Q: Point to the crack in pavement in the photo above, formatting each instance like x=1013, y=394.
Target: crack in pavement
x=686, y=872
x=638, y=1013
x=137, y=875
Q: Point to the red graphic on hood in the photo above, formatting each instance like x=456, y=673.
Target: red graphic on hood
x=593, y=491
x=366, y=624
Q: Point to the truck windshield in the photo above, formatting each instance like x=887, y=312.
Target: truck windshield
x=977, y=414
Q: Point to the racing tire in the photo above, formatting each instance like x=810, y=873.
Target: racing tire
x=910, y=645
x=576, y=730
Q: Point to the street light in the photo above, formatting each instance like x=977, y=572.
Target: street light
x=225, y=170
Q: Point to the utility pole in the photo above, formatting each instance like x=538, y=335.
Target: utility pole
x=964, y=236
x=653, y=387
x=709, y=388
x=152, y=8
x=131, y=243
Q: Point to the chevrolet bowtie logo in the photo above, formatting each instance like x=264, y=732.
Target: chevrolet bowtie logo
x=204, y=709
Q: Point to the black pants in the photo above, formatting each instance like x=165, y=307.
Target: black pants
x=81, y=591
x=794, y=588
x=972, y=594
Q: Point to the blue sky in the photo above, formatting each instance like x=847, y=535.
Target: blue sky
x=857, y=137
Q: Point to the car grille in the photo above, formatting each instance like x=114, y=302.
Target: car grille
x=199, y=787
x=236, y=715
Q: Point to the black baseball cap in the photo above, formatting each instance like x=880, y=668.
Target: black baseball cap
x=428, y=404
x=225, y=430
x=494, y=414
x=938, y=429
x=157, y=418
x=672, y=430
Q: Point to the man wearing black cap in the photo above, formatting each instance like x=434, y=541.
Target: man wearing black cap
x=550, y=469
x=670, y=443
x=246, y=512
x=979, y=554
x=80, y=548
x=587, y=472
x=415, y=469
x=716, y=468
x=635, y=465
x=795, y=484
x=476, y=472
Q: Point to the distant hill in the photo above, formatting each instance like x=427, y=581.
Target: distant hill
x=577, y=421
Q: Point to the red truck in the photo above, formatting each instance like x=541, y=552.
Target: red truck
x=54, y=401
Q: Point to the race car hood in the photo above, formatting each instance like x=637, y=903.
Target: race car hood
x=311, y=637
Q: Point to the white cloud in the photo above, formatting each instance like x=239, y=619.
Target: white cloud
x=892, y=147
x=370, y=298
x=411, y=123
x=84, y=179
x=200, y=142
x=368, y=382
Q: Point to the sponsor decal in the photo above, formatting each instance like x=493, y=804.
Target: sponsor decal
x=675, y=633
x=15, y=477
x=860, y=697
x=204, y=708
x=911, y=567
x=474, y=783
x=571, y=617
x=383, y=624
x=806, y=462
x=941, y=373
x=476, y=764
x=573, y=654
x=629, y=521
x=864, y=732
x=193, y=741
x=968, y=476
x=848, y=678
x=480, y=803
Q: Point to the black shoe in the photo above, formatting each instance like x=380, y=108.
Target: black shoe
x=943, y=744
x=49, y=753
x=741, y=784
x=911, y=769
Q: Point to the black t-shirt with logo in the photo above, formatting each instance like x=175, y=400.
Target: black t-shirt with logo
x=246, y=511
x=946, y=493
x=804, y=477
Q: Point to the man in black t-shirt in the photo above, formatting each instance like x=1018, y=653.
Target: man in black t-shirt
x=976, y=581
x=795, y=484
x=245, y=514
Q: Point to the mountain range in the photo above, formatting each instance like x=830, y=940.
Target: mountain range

● ● ● ● ● ● ●

Given instruction:
Copy out all of the entries above again, word for word and in their original order.

Final result:
Q: Point to the crack in pavement in the photo above, formatting each instance like x=1013, y=394.
Target: crack in pavement
x=686, y=872
x=638, y=1013
x=137, y=875
Q: Point to the red graphic on hood in the photo above, formatting each instance like x=456, y=673.
Target: red graphic on hood
x=593, y=491
x=366, y=624
Q: Point to the truck windshield in the photo above, formatting each instance like x=887, y=312.
Target: truck windshield
x=977, y=414
Q: Point to the racing tire in the photo above, formatting each instance like x=810, y=873.
Target: racing tire
x=910, y=645
x=576, y=730
Q: Point to the street light in the photo above, formatting each instance like x=977, y=572.
Target: street light
x=225, y=170
Q: Point to the utility pole in the photo above, formatting each instance like x=538, y=335.
Target: utility pole
x=964, y=236
x=653, y=387
x=709, y=388
x=152, y=8
x=131, y=243
Q: Point to the chevrolet bowtie logo in the photo above, formatting each instance like x=264, y=732.
Target: chevrolet bowtie logo
x=204, y=709
Q: Point to the black pants in the photo above, formatting each instance like x=165, y=307.
Target: black pants
x=81, y=591
x=794, y=588
x=972, y=594
Q: Point to the blue sky in the photo above, formatting each instance like x=847, y=535.
Target: blue sky
x=857, y=137
Q: Point to the car grille in the photo above, formatting each instance like x=114, y=302.
Target: car grille
x=199, y=787
x=236, y=715
Q: Point to the black baseball cap in the photo above, formatting each instance like x=880, y=668.
Target: black baseball cap
x=428, y=404
x=225, y=430
x=494, y=414
x=938, y=429
x=157, y=418
x=672, y=430
Q: Point to the man wearing black cap in the photo above, formatting each instance like x=434, y=541.
Target: man wearing black cap
x=550, y=469
x=670, y=443
x=246, y=512
x=979, y=554
x=80, y=548
x=587, y=472
x=415, y=469
x=716, y=468
x=635, y=465
x=795, y=484
x=476, y=472
Q: Point to the distant hill in the photo above, formatting each instance like x=427, y=581.
Target: distant hill
x=577, y=421
Q: Point to the red truck in the photo above, formatting each instance like x=541, y=552.
Target: red truck
x=54, y=401
Q: Point to the race car hood in the photo above, formatting each instance like x=637, y=903.
Target: race car hood
x=311, y=637
Q: Point to the white cloud in the photo above, formatting each instance like x=239, y=619.
Target: white cloud
x=892, y=147
x=370, y=298
x=411, y=123
x=84, y=179
x=200, y=142
x=368, y=382
Q: Point to the sponsor decal in the photo above, formatting each instance like x=493, y=804.
Target: sponsor decal
x=675, y=633
x=15, y=477
x=860, y=697
x=204, y=708
x=911, y=567
x=474, y=783
x=571, y=617
x=383, y=624
x=806, y=462
x=941, y=373
x=476, y=764
x=573, y=654
x=629, y=521
x=864, y=732
x=193, y=741
x=968, y=476
x=848, y=678
x=480, y=803
Q: Point to the black shoe in the photo above, formatting each instance like x=380, y=108.
Target: black shoe
x=943, y=744
x=49, y=753
x=741, y=784
x=911, y=769
Q: Point to the black t-shirt with logo in the photo above, formatting each instance like x=175, y=400.
Target: black t-shirt with logo
x=246, y=511
x=946, y=493
x=804, y=477
Q: Point to the man in black t-shirt in the photo above, formatting each instance like x=1018, y=653.
Target: man in black t-shirt
x=976, y=581
x=795, y=484
x=245, y=514
Q: Point to the mountain range in the photo above, formatting each instance like x=830, y=940.
Target: mountain range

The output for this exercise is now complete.